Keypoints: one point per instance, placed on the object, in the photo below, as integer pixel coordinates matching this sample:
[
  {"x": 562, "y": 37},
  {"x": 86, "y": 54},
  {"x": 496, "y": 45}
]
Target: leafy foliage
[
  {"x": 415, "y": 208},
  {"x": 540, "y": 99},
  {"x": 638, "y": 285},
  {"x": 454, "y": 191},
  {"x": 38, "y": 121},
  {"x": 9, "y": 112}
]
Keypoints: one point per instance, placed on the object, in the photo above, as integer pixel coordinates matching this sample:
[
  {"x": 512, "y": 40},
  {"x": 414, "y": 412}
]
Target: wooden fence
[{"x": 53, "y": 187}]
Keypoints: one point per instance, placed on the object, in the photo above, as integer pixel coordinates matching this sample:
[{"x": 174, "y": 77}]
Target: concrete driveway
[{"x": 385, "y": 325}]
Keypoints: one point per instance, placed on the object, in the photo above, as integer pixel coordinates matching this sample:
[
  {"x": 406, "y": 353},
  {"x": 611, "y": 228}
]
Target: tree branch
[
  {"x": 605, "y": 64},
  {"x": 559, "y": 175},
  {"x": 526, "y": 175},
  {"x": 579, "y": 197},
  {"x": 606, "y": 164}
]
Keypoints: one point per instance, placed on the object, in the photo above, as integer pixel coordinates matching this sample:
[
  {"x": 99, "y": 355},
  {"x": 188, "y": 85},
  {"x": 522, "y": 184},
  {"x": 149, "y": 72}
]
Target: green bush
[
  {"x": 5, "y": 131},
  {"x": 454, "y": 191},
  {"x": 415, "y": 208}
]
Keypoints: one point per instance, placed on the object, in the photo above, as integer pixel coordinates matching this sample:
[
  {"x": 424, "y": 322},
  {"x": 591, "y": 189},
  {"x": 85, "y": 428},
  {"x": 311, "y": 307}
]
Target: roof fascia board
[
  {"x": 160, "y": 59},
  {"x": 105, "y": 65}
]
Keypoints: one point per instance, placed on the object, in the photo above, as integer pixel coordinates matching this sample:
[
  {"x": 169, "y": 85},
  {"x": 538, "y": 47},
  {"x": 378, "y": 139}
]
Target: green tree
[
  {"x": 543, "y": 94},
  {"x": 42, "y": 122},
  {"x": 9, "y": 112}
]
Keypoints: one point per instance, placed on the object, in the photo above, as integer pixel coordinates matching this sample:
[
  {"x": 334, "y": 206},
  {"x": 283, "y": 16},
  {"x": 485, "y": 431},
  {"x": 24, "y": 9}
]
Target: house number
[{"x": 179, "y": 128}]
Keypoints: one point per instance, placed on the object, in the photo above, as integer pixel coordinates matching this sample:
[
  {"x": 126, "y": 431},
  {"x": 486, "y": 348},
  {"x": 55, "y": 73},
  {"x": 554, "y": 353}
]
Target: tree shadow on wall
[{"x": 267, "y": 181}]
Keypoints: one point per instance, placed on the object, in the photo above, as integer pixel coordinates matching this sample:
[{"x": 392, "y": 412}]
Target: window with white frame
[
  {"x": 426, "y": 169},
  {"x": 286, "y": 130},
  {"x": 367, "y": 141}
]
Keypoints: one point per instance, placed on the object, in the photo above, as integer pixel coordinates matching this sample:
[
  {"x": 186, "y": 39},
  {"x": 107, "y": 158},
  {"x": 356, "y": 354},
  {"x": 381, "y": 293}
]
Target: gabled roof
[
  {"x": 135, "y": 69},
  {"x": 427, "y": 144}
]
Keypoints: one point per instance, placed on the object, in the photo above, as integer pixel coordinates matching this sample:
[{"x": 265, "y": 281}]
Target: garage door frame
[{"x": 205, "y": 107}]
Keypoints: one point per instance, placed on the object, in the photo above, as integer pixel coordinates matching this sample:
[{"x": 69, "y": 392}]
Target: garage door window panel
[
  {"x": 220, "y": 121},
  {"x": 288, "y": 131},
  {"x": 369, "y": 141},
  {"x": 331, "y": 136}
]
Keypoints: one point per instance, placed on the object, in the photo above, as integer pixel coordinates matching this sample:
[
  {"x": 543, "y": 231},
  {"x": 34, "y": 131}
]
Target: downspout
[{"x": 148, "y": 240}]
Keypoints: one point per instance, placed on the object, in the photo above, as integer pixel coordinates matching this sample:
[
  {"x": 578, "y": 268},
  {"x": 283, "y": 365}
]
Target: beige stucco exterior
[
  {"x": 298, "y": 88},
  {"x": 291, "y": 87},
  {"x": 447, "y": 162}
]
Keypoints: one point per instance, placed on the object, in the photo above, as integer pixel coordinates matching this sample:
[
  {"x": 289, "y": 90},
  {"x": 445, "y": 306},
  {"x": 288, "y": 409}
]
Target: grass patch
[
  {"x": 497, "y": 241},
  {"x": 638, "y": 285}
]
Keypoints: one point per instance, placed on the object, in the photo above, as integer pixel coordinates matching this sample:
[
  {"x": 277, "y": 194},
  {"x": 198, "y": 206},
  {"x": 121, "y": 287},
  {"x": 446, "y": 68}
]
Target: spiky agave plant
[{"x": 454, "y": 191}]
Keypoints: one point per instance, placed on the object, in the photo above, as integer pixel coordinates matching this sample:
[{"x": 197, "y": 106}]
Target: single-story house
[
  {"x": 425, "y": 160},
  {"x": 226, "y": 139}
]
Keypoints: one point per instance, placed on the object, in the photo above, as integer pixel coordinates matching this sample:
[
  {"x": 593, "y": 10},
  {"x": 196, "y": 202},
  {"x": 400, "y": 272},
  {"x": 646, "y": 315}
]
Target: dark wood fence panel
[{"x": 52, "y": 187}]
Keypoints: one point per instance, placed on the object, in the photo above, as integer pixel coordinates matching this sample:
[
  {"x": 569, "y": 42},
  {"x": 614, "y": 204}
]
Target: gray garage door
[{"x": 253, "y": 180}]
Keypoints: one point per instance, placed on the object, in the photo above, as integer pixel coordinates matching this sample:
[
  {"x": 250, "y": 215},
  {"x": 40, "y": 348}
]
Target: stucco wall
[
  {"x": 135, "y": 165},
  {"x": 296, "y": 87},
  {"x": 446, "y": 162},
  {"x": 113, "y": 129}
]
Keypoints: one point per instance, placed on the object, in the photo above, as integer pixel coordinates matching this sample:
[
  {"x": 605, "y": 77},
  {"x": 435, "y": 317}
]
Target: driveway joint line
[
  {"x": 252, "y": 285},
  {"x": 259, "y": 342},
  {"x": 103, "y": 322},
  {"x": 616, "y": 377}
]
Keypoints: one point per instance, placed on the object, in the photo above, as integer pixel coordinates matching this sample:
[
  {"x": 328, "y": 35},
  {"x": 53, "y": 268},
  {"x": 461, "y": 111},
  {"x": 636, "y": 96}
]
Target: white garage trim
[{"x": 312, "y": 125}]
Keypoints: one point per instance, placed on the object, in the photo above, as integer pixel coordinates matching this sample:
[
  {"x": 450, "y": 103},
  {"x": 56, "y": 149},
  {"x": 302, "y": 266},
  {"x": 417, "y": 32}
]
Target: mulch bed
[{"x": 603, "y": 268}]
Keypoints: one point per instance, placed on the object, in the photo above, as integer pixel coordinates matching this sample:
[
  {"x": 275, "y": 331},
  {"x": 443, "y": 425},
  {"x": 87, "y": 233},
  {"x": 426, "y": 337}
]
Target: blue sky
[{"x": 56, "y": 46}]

━━━━━━━━━━

**Task brief:**
Nothing in the material may change; reproduce it all.

**Answer to this problem:**
Keypoints: one point per instance, placed on the object, in the photo below, as integer pixel coordinates matching this sample:
[
  {"x": 562, "y": 37},
  {"x": 86, "y": 54},
  {"x": 496, "y": 45}
]
Target: leafy foliage
[
  {"x": 415, "y": 208},
  {"x": 540, "y": 99},
  {"x": 638, "y": 285},
  {"x": 454, "y": 191},
  {"x": 38, "y": 121},
  {"x": 9, "y": 112}
]
Keypoints: one point per instance, placed on the object, in the photo above, as integer pixel coordinates matching this sample:
[
  {"x": 512, "y": 40},
  {"x": 414, "y": 412}
]
Target: wooden fence
[{"x": 53, "y": 187}]
Keypoints: one point per instance, placed on the object, in the photo above, as integer pixel coordinates matching this sample:
[{"x": 174, "y": 77}]
Target: concrete driveway
[{"x": 385, "y": 325}]
Keypoints: one point per instance, placed on the object, in the photo above, as integer pixel coordinates matching this sample:
[
  {"x": 406, "y": 353},
  {"x": 611, "y": 228}
]
Target: tree branch
[
  {"x": 605, "y": 64},
  {"x": 559, "y": 175},
  {"x": 526, "y": 175},
  {"x": 579, "y": 197},
  {"x": 606, "y": 164}
]
Keypoints: one point per instance, placed on the object, in the photo above, as integer pixel coordinates matching this sample:
[
  {"x": 99, "y": 355},
  {"x": 188, "y": 85},
  {"x": 522, "y": 184},
  {"x": 149, "y": 72}
]
Target: green bush
[
  {"x": 5, "y": 131},
  {"x": 454, "y": 191},
  {"x": 415, "y": 208}
]
Keypoints: one point per instance, placed on the object, in the photo above, as integer pixel coordinates matching this sample:
[
  {"x": 424, "y": 322},
  {"x": 591, "y": 189},
  {"x": 85, "y": 428},
  {"x": 311, "y": 307}
]
Target: roof fascia board
[
  {"x": 160, "y": 59},
  {"x": 105, "y": 65}
]
Keypoints: one point per instance, placed on the object, in the photo above, as integer pixel coordinates matching this sample:
[
  {"x": 169, "y": 85},
  {"x": 538, "y": 47},
  {"x": 378, "y": 139}
]
Target: green tree
[
  {"x": 543, "y": 94},
  {"x": 42, "y": 122},
  {"x": 9, "y": 112}
]
Keypoints: one point per instance, placed on the object, in the photo above, as integer pixel coordinates matching this sample:
[
  {"x": 334, "y": 206},
  {"x": 283, "y": 16},
  {"x": 485, "y": 431},
  {"x": 24, "y": 9}
]
Target: house number
[{"x": 179, "y": 128}]
Keypoints: one point per instance, placed on the object, in the photo above, as integer pixel coordinates matching this sample:
[
  {"x": 126, "y": 431},
  {"x": 486, "y": 348},
  {"x": 55, "y": 73},
  {"x": 554, "y": 353}
]
Target: tree shadow on wall
[{"x": 267, "y": 181}]
Keypoints: one point per instance, placed on the object, in the photo above, as integer pixel coordinates matching this sample:
[{"x": 392, "y": 412}]
Target: window with white frame
[
  {"x": 426, "y": 169},
  {"x": 286, "y": 130},
  {"x": 367, "y": 141}
]
Keypoints: one point per instance, placed on the object, in the photo above, as integer pixel coordinates matching this sample:
[
  {"x": 186, "y": 39},
  {"x": 107, "y": 158},
  {"x": 356, "y": 354},
  {"x": 381, "y": 293}
]
Target: gabled roof
[
  {"x": 135, "y": 69},
  {"x": 427, "y": 144}
]
Keypoints: one point per instance, placed on the object, in the photo above, as integer pixel coordinates matching this sample:
[{"x": 265, "y": 281}]
Target: garage door frame
[{"x": 205, "y": 107}]
Keypoints: one point per instance, placed on the object, in the photo above, as integer pixel coordinates matching this sample:
[{"x": 69, "y": 392}]
Target: garage door window panel
[
  {"x": 220, "y": 121},
  {"x": 288, "y": 131},
  {"x": 369, "y": 141},
  {"x": 331, "y": 136}
]
Keypoints: one point per instance, placed on the object, in the photo above, as integer pixel coordinates matching this sample:
[
  {"x": 543, "y": 231},
  {"x": 34, "y": 131}
]
Target: downspout
[{"x": 148, "y": 240}]
Keypoints: one point per instance, placed on the object, in the photo above, as integer pixel coordinates matching this sample:
[
  {"x": 578, "y": 268},
  {"x": 283, "y": 365}
]
Target: beige stucco exterior
[
  {"x": 298, "y": 88},
  {"x": 291, "y": 87},
  {"x": 447, "y": 162}
]
Keypoints: one point per instance, placed on the object, in the photo above, as integer pixel coordinates matching this sample:
[
  {"x": 289, "y": 90},
  {"x": 445, "y": 306},
  {"x": 288, "y": 409}
]
Target: grass patch
[
  {"x": 497, "y": 241},
  {"x": 638, "y": 285}
]
Keypoints: one point per instance, placed on the object, in the photo above, as integer pixel coordinates matching this sample:
[
  {"x": 277, "y": 194},
  {"x": 198, "y": 206},
  {"x": 121, "y": 287},
  {"x": 446, "y": 68}
]
Target: spiky agave plant
[{"x": 454, "y": 191}]
Keypoints: one point per instance, placed on the object, in the photo above, as integer pixel coordinates matching this sample:
[{"x": 197, "y": 106}]
Target: single-story house
[
  {"x": 425, "y": 160},
  {"x": 226, "y": 139}
]
Keypoints: one point per instance, placed on the object, in the photo above, as integer pixel coordinates matching this sample:
[
  {"x": 593, "y": 10},
  {"x": 196, "y": 202},
  {"x": 400, "y": 272},
  {"x": 646, "y": 315}
]
Target: dark wood fence panel
[{"x": 52, "y": 187}]
Keypoints: one point per instance, placed on the object, in the photo above, as integer pixel coordinates matching this sample:
[
  {"x": 569, "y": 42},
  {"x": 614, "y": 204}
]
Target: gray garage door
[{"x": 253, "y": 180}]
Keypoints: one point per instance, placed on the object, in the photo above, as integer pixel coordinates matching this sample:
[
  {"x": 250, "y": 215},
  {"x": 40, "y": 348}
]
Target: stucco wall
[
  {"x": 135, "y": 165},
  {"x": 296, "y": 87},
  {"x": 446, "y": 162},
  {"x": 113, "y": 129}
]
Keypoints: one point per instance, placed on the object, in the photo above, as integer pixel coordinates matching this sample:
[
  {"x": 605, "y": 77},
  {"x": 435, "y": 317}
]
Target: driveway joint line
[
  {"x": 252, "y": 285},
  {"x": 259, "y": 342},
  {"x": 103, "y": 322},
  {"x": 616, "y": 377}
]
Keypoints: one point per instance, placed on the object, in the photo above, as integer pixel coordinates matching this sample:
[
  {"x": 328, "y": 35},
  {"x": 53, "y": 268},
  {"x": 461, "y": 111},
  {"x": 636, "y": 96}
]
Target: white garage trim
[{"x": 312, "y": 125}]
Keypoints: one point per instance, placed on the object, in the photo above, as integer pixel coordinates matching this sample:
[
  {"x": 450, "y": 103},
  {"x": 56, "y": 149},
  {"x": 302, "y": 266},
  {"x": 417, "y": 32}
]
Target: mulch bed
[{"x": 603, "y": 268}]
Keypoints: one point per instance, placed on the object, in the photo above, as integer pixel coordinates matching this sample:
[
  {"x": 275, "y": 331},
  {"x": 443, "y": 425},
  {"x": 87, "y": 233},
  {"x": 426, "y": 337}
]
Target: blue sky
[{"x": 56, "y": 46}]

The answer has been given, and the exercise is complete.